TASK BRIEF => Rewrite every line of the listing below as a JSON list of strings, one string per line, with blank lines skipped. Leave the pictures out of your answer.

PROVIDED DATA =>
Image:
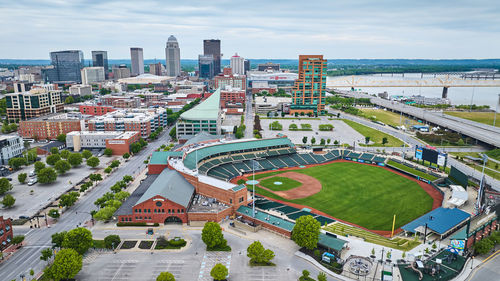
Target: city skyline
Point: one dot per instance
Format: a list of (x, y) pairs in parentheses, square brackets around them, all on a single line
[(345, 29)]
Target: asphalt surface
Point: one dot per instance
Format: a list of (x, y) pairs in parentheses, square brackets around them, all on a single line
[(28, 257)]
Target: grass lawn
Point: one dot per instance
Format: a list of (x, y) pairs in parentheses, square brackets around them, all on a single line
[(375, 136), (481, 117), (287, 183), (386, 116), (395, 243), (413, 171), (365, 195)]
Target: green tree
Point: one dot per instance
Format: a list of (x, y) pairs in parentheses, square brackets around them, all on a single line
[(127, 178), (22, 177), (306, 232), (258, 254), (219, 272), (93, 162), (57, 239), (52, 159), (75, 159), (86, 154), (165, 276), (68, 199), (108, 152), (95, 177), (46, 175), (322, 276), (78, 239), (8, 201), (122, 195), (212, 236), (18, 239), (39, 166), (5, 186), (61, 138), (67, 264), (64, 154), (111, 241), (62, 166), (105, 213), (54, 150), (46, 254), (17, 162), (54, 213)]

RESULT FOR THIS TASK =>
[
  "Image:",
  "Target: city skyline",
  "Point: one dot per instance",
  "Format: a list of (x, y) pairs in parentheses, square brackets around them, all on a single line",
  "[(345, 29)]",
  "Target: asphalt surface",
  "Point: one dot per instance",
  "Format: a list of (x, y) pairs in parentheses, square brackets around them, all on a single line",
  "[(28, 257)]",
  "Target: grass lawn",
  "Point: one dot per instance",
  "Format: a list of (x, y) pairs in parentheses, square brackets around them, all on a single line",
  "[(375, 136), (481, 117), (287, 183), (386, 116), (395, 243), (413, 171), (365, 195)]",
  "Target: green tree",
  "Point: one dot per instance",
  "Format: a list of (x, y) pairs in parentheses, square brackets around them, all on a single line",
  "[(127, 178), (22, 177), (306, 232), (258, 254), (219, 272), (93, 162), (57, 239), (52, 159), (75, 159), (86, 154), (165, 276), (68, 199), (108, 152), (95, 177), (46, 175), (322, 276), (78, 239), (8, 201), (122, 195), (212, 236), (18, 239), (39, 166), (5, 186), (61, 138), (67, 264), (64, 154), (111, 241), (62, 166), (105, 213), (54, 150), (46, 254), (17, 162), (54, 213)]"
]